**Work to be completed**
Change "shoe" to "boot" throughout the entries below and write them out again with nothing else altered. Leave out the pictures.

**Items**
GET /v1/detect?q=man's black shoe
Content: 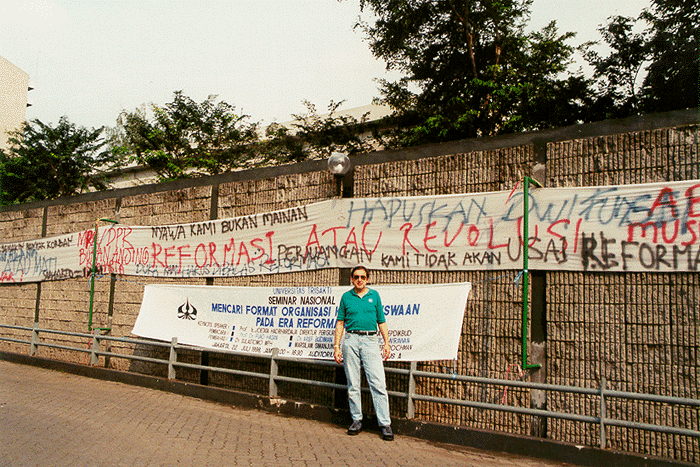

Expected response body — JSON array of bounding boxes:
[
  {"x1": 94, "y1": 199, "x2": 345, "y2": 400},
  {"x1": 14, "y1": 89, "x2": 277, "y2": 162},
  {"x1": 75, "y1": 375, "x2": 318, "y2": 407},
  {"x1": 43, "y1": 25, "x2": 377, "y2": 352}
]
[
  {"x1": 381, "y1": 426, "x2": 394, "y2": 441},
  {"x1": 348, "y1": 421, "x2": 362, "y2": 435}
]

**Solution to the problem**
GET /v1/detect?q=man's black boot
Content: 

Expected response body — JSON array of bounding boxes:
[
  {"x1": 94, "y1": 199, "x2": 345, "y2": 400},
  {"x1": 14, "y1": 89, "x2": 277, "y2": 162},
  {"x1": 75, "y1": 375, "x2": 318, "y2": 407},
  {"x1": 43, "y1": 25, "x2": 377, "y2": 352}
]
[
  {"x1": 381, "y1": 426, "x2": 394, "y2": 441},
  {"x1": 348, "y1": 421, "x2": 362, "y2": 435}
]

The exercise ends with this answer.